◆ TASK TO CARRY OUT ◆
Please rewrite the entries from the line containing "-- sample [1123,802]." through the last line, both included, as a JSON list of strings with one string per line and blank lines omitted.

◆ RECORDED INFORMATION ◆
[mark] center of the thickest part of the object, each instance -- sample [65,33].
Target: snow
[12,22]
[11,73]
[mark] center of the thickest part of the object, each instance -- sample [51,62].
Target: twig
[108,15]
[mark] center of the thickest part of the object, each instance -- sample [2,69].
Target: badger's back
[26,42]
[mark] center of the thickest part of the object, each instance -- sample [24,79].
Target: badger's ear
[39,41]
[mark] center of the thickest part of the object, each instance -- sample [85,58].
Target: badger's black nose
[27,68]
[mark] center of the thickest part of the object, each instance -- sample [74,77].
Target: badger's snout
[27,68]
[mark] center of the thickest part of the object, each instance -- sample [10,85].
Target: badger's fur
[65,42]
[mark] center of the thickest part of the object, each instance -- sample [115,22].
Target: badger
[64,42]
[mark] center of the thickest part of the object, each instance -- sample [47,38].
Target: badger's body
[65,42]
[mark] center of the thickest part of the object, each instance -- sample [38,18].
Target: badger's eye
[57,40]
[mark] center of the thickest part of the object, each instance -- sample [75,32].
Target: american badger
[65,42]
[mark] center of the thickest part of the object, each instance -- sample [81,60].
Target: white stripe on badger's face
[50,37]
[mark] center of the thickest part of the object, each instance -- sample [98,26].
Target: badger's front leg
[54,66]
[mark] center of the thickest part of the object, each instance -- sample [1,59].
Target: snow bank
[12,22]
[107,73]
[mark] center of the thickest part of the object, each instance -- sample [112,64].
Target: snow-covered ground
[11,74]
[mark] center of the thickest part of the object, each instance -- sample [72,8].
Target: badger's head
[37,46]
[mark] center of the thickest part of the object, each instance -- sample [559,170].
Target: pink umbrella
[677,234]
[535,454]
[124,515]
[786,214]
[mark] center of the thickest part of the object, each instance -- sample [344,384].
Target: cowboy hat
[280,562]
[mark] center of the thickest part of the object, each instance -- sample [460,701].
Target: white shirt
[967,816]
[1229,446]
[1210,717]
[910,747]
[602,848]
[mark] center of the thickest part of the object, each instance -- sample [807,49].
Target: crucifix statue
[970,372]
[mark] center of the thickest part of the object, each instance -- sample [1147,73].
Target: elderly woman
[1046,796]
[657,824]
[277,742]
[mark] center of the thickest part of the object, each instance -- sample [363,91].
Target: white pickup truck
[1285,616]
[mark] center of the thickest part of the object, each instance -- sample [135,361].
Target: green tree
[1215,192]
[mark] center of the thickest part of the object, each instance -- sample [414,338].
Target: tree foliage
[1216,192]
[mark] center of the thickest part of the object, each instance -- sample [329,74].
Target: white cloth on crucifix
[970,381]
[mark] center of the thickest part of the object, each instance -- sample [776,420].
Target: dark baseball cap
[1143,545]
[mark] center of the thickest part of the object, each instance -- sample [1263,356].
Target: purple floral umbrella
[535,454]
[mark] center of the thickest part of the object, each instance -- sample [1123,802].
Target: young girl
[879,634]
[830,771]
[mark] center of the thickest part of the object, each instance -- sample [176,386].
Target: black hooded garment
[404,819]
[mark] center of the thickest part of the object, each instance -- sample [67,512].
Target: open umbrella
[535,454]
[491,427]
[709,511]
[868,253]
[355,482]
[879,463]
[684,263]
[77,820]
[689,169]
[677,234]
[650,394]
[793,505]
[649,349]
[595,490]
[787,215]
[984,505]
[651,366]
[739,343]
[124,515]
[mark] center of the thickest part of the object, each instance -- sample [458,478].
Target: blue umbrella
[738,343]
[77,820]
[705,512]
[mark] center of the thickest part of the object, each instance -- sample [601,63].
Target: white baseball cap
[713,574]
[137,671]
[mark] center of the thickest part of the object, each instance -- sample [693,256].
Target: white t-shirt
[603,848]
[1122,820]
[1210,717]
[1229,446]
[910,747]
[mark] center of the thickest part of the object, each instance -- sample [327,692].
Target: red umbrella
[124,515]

◆ SOLUTION ◆
[
  "[mark] center of the thickest part of the object, each instance -- sample [1123,802].",
  "Target: young girl",
  "[879,634]",
  "[830,771]",
  "[mark] center of the thickest part of the object, each instance -- sample [176,386].",
  "Target: black hooded garment",
  "[404,819]",
  "[mark] center of the thickest part of the object, each instance -- sample [67,512].",
  "Target: open umbrella",
  "[535,454]",
  "[491,427]",
  "[709,511]",
  "[868,253]",
  "[355,482]",
  "[879,463]",
  "[684,263]",
  "[77,820]",
  "[689,169]",
  "[677,234]",
  "[650,394]",
  "[793,505]",
  "[649,349]",
  "[595,490]",
  "[787,215]",
  "[984,505]",
  "[651,366]",
  "[739,343]",
  "[124,515]",
  "[mark] center of the thickest part of the object, each instance -- sample [458,478].",
  "Target: blue umbrella",
  "[738,343]",
  "[77,820]",
  "[705,512]",
  "[mark] center of the thickest part of the object, each instance -- sample [601,63].",
  "Target: white baseball cap",
  "[713,574]",
  "[137,671]",
  "[mark] center of the thickest part of the object, each instance -- sample [693,256].",
  "Target: white t-shirt",
  "[603,848]",
  "[1122,820]",
  "[1210,717]",
  "[1229,446]",
  "[910,747]",
  "[mark] center of the thickest part of the object, each instance -- sample [327,692].",
  "Target: red umbrella",
  "[124,515]"
]